> BRIEF: Please copy all of the data below word for word, without changing anything.

Rows from an object pointing dataset
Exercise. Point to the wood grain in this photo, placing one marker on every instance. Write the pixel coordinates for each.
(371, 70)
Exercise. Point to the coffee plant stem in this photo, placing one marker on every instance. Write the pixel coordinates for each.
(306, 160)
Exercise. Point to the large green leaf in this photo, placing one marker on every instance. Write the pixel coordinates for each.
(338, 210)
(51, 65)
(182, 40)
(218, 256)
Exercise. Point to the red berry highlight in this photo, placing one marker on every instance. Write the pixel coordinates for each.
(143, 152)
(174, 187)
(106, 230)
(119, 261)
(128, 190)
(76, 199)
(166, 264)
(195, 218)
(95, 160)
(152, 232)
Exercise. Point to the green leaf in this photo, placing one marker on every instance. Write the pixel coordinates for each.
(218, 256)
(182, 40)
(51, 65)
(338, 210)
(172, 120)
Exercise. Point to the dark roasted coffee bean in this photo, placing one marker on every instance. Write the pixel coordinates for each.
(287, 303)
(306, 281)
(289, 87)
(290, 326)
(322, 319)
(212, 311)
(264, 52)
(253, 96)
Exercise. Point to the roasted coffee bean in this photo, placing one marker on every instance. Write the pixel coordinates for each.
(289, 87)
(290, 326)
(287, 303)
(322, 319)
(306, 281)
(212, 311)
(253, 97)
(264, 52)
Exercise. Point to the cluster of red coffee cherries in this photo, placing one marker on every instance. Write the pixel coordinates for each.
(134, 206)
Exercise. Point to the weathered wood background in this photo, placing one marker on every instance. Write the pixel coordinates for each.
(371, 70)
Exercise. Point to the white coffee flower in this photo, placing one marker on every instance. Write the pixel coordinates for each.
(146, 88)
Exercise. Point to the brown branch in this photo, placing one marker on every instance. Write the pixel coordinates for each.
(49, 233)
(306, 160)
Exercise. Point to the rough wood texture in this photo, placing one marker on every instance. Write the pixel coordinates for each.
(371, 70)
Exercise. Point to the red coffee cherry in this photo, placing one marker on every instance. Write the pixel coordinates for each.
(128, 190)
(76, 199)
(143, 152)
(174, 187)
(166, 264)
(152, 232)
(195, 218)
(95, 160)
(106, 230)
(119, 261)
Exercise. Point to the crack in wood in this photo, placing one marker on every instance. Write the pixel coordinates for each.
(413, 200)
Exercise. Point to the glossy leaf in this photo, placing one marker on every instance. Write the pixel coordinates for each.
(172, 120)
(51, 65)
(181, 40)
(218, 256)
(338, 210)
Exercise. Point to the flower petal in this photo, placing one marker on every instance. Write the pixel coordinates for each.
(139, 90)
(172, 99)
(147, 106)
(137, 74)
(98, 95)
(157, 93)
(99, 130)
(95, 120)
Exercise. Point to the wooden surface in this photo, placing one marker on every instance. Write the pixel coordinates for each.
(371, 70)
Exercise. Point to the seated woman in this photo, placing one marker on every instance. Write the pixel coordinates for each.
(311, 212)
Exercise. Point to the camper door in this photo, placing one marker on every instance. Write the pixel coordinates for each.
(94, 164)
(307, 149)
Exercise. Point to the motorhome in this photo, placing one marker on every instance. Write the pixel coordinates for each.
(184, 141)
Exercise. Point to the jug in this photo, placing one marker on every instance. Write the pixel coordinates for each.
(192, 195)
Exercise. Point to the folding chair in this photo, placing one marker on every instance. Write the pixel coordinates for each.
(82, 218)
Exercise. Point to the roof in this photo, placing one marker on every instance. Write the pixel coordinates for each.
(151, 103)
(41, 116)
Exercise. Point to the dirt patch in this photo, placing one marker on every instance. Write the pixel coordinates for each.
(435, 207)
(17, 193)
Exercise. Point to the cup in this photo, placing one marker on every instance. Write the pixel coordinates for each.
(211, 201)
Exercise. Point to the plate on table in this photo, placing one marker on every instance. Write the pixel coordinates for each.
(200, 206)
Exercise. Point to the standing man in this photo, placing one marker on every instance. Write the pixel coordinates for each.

> THE REPLY:
Exercise. Point to the wood grain in this photo, placing one marker on every instance. Write the pixel coordinates for each.
(371, 70)
Exercise. Point to the coffee plant stem in this photo, placing one marker on every instance. Write the pixel coordinates for each.
(306, 160)
Exercise. Point to the large green leaf in this photo, placing one marker on every instance. Write the pixel coordinates for each.
(338, 210)
(51, 65)
(182, 40)
(218, 256)
Exercise. Point to the red berry highlight in this photo, placing one marker on every instance. Write the pixel coordinates for each.
(143, 152)
(174, 187)
(106, 230)
(119, 261)
(128, 190)
(76, 199)
(166, 264)
(195, 218)
(95, 160)
(152, 232)
Exercise. Point to the green leaf in this photo, placing one marker on every instance. Write the pixel coordinates for each.
(218, 256)
(182, 40)
(51, 65)
(338, 210)
(172, 120)
Exercise. Point to the dark roasted coffee bean in this photo, placing one marker on every instance. Write the pixel coordinates for each.
(287, 303)
(306, 281)
(289, 87)
(290, 326)
(322, 319)
(212, 311)
(264, 52)
(253, 96)
Exercise. Point to the roasted coffee bean in this photo, placing one marker on every instance. Write the pixel coordinates for each.
(289, 87)
(290, 326)
(287, 303)
(322, 319)
(306, 281)
(212, 311)
(253, 97)
(264, 52)
Exercise. Point to the cluster of red coffee cherries in this photo, placing one marker on every instance. Write the pixel coordinates for each.
(134, 206)
Exercise. Point to the weathered wood background in this photo, placing one marker on every instance. Write the pixel coordinates for each.
(371, 70)
Exercise. Point to the white coffee flower in this photo, placing one marker on every instance. Write the pixel coordinates for each.
(146, 88)
Exercise. Point to the brown branch in this photo, placing one marker on every instance. Write the pixel coordinates for each.
(49, 233)
(306, 160)
Exercise. Point to the rough wood texture in this photo, placing one marker on every instance. Write the pixel coordinates for each.
(371, 70)
Exercise. Point to the red coffee cherry in this photo, placing one marker on every instance. Write the pixel coordinates for each.
(128, 190)
(76, 199)
(143, 152)
(174, 187)
(166, 264)
(152, 232)
(195, 218)
(95, 160)
(106, 230)
(119, 261)
Exercise. Point to the crack in wood in this photo, placing one marker on every instance. Write the pixel coordinates for each.
(413, 200)
Exercise. Point to the glossy leaf in this photo, placing one marker on every instance. Write the pixel coordinates for each.
(172, 120)
(51, 65)
(181, 40)
(218, 256)
(338, 210)
Exercise. Point to the flower petal in this photo, placing one marker on every instance. Write the pixel coordinates for each.
(139, 90)
(172, 99)
(147, 106)
(137, 74)
(98, 95)
(157, 93)
(99, 130)
(95, 120)
Exercise. Point to the wooden surface in this photo, placing one marker on every instance. Write the pixel coordinates for each.
(371, 70)
Exercise. Point to the seated woman in this photo, placing one marker on every instance. Write the pixel coordinates for each.
(311, 212)
Exercise. Point to the camper door in this photo, placing one marker on every instance. Write the pixel coordinates for each.
(94, 164)
(307, 149)
Exercise. Point to the motorhome in this photo, placing one marker on every instance. Write the pixel coordinates for each.
(184, 141)
Exercise. Point to the jug in this photo, placing one marker on every instance. Write the pixel coordinates for each.
(192, 195)
Exercise. Point to the folding chair in this photo, placing one marker on every instance. Write the pixel coordinates for each.
(82, 218)
Exercise. Point to the roof in this photo, placing one marker on every instance. Write the pixel coordinates for each.
(151, 103)
(41, 116)
Exercise. Point to the dirt patch in this photo, placing one marker on every instance. Write the pixel coordinates for each.
(435, 207)
(17, 193)
Exercise. Point to the cup in this photo, placing one marker on every instance. Write the pixel coordinates for each.
(211, 201)
Exercise. Point to the plate on table in this photo, placing one marker on every instance. Write the pixel coordinates for each.
(200, 206)
Exercise. Point to the standing man in this photo, placing one marker on every instance. Write the pixel coordinates for each.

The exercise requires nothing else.